• _Exercise requirements_:
Reproduce the lines from the line containing "LOOKUP white plastic bin" through the line containing "[132,138,209,189]", replacing "stone veneer siding" with "stone cladding" and leaving everything else unchanged.

• _Input for this task_:
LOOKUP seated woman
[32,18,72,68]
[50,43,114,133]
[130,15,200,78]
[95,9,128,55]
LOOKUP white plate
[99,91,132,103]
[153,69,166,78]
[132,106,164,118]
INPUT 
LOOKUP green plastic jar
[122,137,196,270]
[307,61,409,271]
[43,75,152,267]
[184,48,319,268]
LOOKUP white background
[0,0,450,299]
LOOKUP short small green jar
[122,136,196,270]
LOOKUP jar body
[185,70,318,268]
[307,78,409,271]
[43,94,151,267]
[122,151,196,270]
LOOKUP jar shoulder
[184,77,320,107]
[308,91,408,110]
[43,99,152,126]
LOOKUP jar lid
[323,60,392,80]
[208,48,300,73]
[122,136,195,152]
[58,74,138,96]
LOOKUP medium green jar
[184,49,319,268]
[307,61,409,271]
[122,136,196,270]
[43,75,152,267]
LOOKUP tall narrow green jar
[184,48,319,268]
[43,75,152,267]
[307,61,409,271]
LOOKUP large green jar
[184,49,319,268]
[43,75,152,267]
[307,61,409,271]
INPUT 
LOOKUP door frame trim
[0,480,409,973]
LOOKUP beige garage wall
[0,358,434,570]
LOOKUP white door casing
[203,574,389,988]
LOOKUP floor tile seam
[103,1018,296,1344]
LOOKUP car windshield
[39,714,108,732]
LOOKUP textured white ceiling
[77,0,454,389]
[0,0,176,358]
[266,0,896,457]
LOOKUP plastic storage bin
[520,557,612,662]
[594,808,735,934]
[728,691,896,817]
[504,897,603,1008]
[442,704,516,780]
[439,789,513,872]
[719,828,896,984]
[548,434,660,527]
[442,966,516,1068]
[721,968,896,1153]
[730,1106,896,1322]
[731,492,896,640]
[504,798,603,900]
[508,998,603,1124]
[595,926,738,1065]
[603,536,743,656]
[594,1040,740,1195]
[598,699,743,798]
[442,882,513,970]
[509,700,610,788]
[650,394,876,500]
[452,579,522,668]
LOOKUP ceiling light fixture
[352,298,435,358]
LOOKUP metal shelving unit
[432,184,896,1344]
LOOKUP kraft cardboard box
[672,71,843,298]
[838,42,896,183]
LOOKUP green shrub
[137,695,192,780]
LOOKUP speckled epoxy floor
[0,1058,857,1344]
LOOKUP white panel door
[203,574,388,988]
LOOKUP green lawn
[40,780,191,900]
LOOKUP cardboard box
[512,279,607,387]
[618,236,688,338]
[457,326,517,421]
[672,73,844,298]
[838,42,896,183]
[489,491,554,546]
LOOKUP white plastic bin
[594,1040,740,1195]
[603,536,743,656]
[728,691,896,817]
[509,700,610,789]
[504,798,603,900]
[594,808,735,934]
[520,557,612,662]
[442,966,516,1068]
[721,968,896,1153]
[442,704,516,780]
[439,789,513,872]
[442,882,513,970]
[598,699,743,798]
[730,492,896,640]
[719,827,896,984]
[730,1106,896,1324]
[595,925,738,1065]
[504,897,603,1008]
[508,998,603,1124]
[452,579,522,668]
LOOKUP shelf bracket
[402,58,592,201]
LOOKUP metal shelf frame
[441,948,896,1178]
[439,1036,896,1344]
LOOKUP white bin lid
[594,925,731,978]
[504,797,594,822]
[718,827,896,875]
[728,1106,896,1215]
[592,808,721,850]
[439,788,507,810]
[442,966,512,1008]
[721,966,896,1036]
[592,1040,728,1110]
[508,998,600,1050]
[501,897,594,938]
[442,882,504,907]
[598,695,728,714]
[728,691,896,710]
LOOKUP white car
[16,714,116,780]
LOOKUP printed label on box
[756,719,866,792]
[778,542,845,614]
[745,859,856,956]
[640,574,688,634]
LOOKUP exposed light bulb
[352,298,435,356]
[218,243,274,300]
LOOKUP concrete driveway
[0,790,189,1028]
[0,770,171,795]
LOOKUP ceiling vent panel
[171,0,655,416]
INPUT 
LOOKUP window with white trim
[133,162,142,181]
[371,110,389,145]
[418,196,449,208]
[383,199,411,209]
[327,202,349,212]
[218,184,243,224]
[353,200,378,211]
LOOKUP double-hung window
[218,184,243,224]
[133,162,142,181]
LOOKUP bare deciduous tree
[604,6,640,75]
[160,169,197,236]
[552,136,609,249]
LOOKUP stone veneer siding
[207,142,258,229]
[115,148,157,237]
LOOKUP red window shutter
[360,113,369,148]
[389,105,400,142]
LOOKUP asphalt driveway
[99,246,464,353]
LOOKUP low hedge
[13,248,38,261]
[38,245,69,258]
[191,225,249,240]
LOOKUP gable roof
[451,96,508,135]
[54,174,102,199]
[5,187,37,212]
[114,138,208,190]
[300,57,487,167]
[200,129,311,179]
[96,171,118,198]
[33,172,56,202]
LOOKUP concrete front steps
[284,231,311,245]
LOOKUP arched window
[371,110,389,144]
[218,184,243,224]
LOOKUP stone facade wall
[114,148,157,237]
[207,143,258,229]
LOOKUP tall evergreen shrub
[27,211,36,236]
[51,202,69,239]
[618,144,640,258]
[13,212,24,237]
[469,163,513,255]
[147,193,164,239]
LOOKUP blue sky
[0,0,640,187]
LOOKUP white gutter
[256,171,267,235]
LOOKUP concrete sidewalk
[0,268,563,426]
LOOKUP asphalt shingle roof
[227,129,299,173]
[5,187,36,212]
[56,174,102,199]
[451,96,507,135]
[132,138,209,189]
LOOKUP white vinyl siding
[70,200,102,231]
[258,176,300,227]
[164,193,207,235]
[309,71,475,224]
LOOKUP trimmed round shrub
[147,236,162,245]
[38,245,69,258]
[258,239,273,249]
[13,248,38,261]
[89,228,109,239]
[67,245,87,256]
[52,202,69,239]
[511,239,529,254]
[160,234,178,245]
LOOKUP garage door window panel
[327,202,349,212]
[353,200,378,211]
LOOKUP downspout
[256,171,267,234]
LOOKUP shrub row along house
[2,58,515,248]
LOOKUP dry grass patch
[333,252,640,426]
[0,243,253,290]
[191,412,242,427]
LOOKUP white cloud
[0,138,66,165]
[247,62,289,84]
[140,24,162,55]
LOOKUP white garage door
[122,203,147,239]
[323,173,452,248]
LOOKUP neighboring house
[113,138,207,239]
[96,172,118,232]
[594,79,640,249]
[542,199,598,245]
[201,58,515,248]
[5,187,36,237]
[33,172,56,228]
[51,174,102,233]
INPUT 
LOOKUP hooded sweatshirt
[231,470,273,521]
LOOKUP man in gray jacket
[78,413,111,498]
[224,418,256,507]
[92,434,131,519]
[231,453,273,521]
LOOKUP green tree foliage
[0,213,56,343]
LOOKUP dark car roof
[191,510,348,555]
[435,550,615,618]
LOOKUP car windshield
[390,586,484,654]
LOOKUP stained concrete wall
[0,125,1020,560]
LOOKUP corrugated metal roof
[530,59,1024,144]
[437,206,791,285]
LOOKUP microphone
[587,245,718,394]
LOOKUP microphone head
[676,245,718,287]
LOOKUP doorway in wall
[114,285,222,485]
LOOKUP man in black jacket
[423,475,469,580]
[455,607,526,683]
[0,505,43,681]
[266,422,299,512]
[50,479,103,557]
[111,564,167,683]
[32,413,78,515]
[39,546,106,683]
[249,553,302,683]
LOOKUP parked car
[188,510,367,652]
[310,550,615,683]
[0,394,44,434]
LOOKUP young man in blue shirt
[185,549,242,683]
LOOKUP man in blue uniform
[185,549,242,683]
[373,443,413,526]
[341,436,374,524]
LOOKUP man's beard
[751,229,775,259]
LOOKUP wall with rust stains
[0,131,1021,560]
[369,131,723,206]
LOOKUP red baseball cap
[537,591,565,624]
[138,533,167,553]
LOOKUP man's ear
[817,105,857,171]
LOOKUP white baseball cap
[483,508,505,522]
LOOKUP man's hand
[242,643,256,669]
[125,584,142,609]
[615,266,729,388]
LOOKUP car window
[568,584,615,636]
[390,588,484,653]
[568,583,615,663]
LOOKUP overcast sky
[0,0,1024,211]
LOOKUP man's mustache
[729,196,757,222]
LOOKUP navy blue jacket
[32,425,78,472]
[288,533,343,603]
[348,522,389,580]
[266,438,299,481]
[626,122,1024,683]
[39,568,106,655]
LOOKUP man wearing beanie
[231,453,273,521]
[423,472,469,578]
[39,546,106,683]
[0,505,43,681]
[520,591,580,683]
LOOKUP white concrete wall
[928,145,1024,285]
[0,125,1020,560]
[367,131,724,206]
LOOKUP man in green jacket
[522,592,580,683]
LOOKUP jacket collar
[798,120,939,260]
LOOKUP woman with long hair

• _Output of the exercise_:
LOOKUP white plastic bin
[594,1040,740,1195]
[603,536,743,656]
[728,691,896,817]
[509,700,610,789]
[504,798,603,900]
[594,808,735,934]
[520,557,612,662]
[442,966,516,1068]
[721,968,896,1153]
[442,704,516,780]
[439,789,513,872]
[442,882,513,970]
[598,699,743,798]
[730,492,896,640]
[719,827,896,984]
[730,1106,896,1324]
[595,925,738,1065]
[504,897,603,1008]
[508,998,603,1124]
[452,579,522,668]
LOOKUP shelf bracket
[402,58,592,201]
LOOKUP metal shelf frame
[441,948,896,1178]
[439,1036,896,1344]
LOOKUP white bin lid
[594,925,731,978]
[504,797,594,822]
[718,827,896,875]
[728,1106,896,1215]
[592,808,721,850]
[439,788,507,810]
[442,966,512,1008]
[721,966,896,1036]
[592,1040,728,1110]
[508,998,600,1050]
[501,897,594,938]
[442,882,504,907]
[598,695,728,714]
[728,691,896,710]
LOOKUP white car
[16,714,116,780]
LOOKUP printed label on box
[756,719,866,792]
[778,542,845,614]
[745,859,856,956]
[640,574,688,634]
LOOKUP exposed light bulb
[352,298,435,356]
[218,243,274,300]
LOOKUP concrete driveway
[0,790,189,1028]
[0,770,171,795]
LOOKUP ceiling vent panel
[171,0,655,416]
INPUT 
LOOKUP window with white trim
[133,162,142,181]
[371,110,389,145]
[418,196,449,208]
[383,199,411,209]
[327,202,349,212]
[218,184,243,224]
[353,200,378,211]
LOOKUP double-hung window
[218,184,243,224]
[133,162,142,181]
LOOKUP bare deciduous tree
[604,6,640,75]
[160,169,197,236]
[552,136,609,249]
LOOKUP stone cladding
[207,142,258,229]
[115,148,157,237]
LOOKUP red window shutter
[360,113,369,148]
[389,105,400,142]
LOOKUP asphalt driveway
[99,246,464,353]
LOOKUP low hedge
[13,248,38,261]
[38,245,69,258]
[191,225,249,240]
LOOKUP gable roof
[451,96,508,135]
[54,174,102,199]
[5,187,37,212]
[114,138,208,190]
[300,57,487,167]
[200,129,311,179]
[96,171,118,198]
[33,172,56,202]
LOOKUP concrete front steps
[284,231,311,245]
LOOKUP arched window
[371,110,389,144]
[218,184,243,224]
LOOKUP stone facade wall
[114,148,157,237]
[207,143,258,229]
LOOKUP tall evergreen shrub
[27,211,36,236]
[51,202,69,239]
[618,144,640,258]
[13,212,24,237]
[469,163,513,255]
[147,193,164,239]
LOOKUP blue sky
[0,0,640,187]
LOOKUP white gutter
[256,171,267,235]
LOOKUP concrete sidewalk
[0,268,563,426]
LOOKUP asphalt shingle roof
[227,129,299,173]
[5,187,36,212]
[56,174,102,199]
[451,96,507,135]
[132,138,209,189]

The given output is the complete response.